SELECTED EXCERPT:
○ ○ ○ ○ ○ ○ ○

There are a several guidelines and standards that describe how to conduct a failure mode and effects analysis. The standards cover the FMEA process, the FMEA template to use and provide detailed technical guidance.
Currently, the main standards for FMEAs are:
- IEC 60812 Analysis techniques for system reliability – Procedure for failure mode and effects analysis (FMEA). This International Standard describes Failure Mode and Effects Analysis (FMEA) and Failure Mode, Effects and Criticality Analysis (FMECA) and provides guidance on how to apply both approaches. Available via the IEC website.
- Society of Automobile Engineers (SAE) Standard J1739, Potential Failure Mode and Effects Analysis in Design (Design FMEA), Potential Failure Mode and Effects Analysis in Manufacturing and Assembly Processes (Process FMEA), Revision 1, January 2009 available via the SAE website for USD 78 per copy.
- SAE Aerospace Recommended Practice ARP5580: Recommended Failure Modes and Effects Analysis (FMEA) Practices for Non-Automobile Applications, 2001. This standard is available for USD 78 at the SAE website.
- FMEA-4 Potential Failure Mode and Effects Analysis, 2008, Automotive Industry Action Group (AIAG), which is a technical equivalent of SAE 1739 written specifically for the automotive industry. The standard is available via the AIAG website at a cost of USD 150 to USD 225 for non-members.
- Another frequently quoted standard for FMEAs is MIL-STD-1629A: Procedures for Performing a Failure Mode Effects and Criticality Analysis published by the U.S. Department of Defense in 1984. However, this standard was cancelled by the US Department of Defence in 1998.
In the many articles on the internet both SAE J1739 and MIL-STD-1629A are usually quoted as the main standards for FMEAs. But if you are working in a processing industry like Oil & Gas, Mining, Chemicals, Pharmaceuticals etc. I strongly believe you would be better off using the SAE Aerospace Recommended Practice ARP5580 or the IEC 60812 standard.
Different Types of FMEAs
The are several approaches to conducting FMEAs. You might hear people talk about a system FMEA, a design FMEA (DFMEA) or a process FMEA (PFMEA).
Each are slightly different, use different worksheets and templates but always come back to the key concept of
- how can this fail?
- why would it fail?
- and what would be the consequence?
If you have read some of my other articles, you’ll know that I like to keep things simple so that we can actually put them to use. When it comes to FMEAs in the world of maintenance and reliability I prefer to think of FMEAs as either:
- A functional FMEA, like you would do during an RCM analysis, or
- A hardware based FMEA where you go by component.
The functional FMEA is something that in my mind is most suitable when you are still earlier in the lifecycle of your equipment. So when it is still on the drawing board and we may not have a full design the best approach is to use a functional FMEA.
When you have your equipment already in operation, potentially already for many years, the hardware FMEA can often be the easiest route to go down. You don’t have to worry about writing accurate function statements. Instead you break your equipment down into system, subsystem, components etc. to the level that is useful. And you determine the failure modes from there.
Because hardware FMEAs don’t determine functions they don’t naturally differentiate between design capacity versus what you actually need from your equipment.
And that’s one of the risks associated with hardware FMEAs.

○ ○ ○ ○ ○ ○ ○

Point localization data:
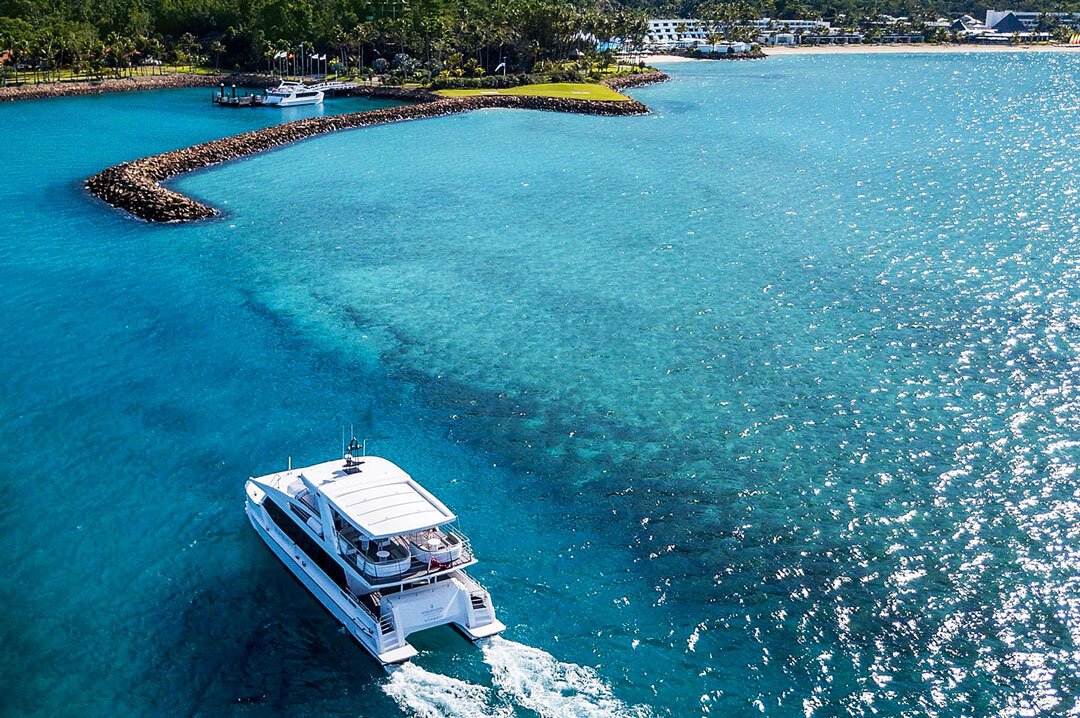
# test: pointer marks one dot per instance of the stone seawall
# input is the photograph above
(628, 81)
(135, 186)
(127, 84)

○ ○ ○ ○ ○ ○ ○

EXERCISE DETAILS:
Continue the text on failure mode and effects analysis, beginning immediately after its final sentence.

OUTPUT:
If you don’t accurately determine the function of the equipment and its subsystems you may very well end up preventing failure modes that don’t really matter. Without an accurate function statement you may not be able to accurately assess the impact of a failure on the equipment and the plant as a whole. And you may end up preventive maintenance that is simply not worth the effort. We’ve all seen that before.
What is DFMEA?
Quite simply a DFMEA is a Design Failure Modes and Effects Analysis, in other words, an FMEA that is executed during the design phase of a project. It is a tool to design for reliability.
What is PFMEA or Process FMEA?
A PFMEA or Process Failure Modes and Effects Analysis is an FMEA that is conducted on a process i.e. it analysis how a process may fail, what the consequence of that process failure might be and then identifies potential corrective actions.
Why do an FMEA?
Before we delve into the steps of conducting an FMEA and have a look at a FMEA template, let’s be clear about why we would be conducting an FMEA.
As Carl S. Carlson notes in his book Effective FMEAs 2 the main objective of an FMEA is to improve the design of a system, subsystem, component or even a process.
But in his book, Carlson also points to a number of other reasons why you would want to do an FMEA, for example
- to identify and prevent safety hazards;
- to minimise loss of product performance or performance degradation;
- to improve test and verification plans (in the case of System or Design FMEAs);
- to improve Process Control Plans (in the case of Process FMEAs);
- to consider changes to the product design or manufacturing process;
- to identify significant product or process characteristics;
- to develop Preventive Maintenance plans for in-service machinery and equipment;
- to develop online diagnostic techniques.
When to do an FMEA analysis?
Remember the quote “You Can’t Maintain Your Way to Reliability” 3 that we talked about in the 9 Principles of Modern Maintenance?
Well, keeping that principle in mind we can immediately see a use for FMEAs in improving reliability. These would be:
- Improve reliability of our equipment during design
- Improve our Preventive Maintenance programs for equipment that is already in service
And as we talked about earlier, during the design phase you would want to start with a functional FMEA early in the design process.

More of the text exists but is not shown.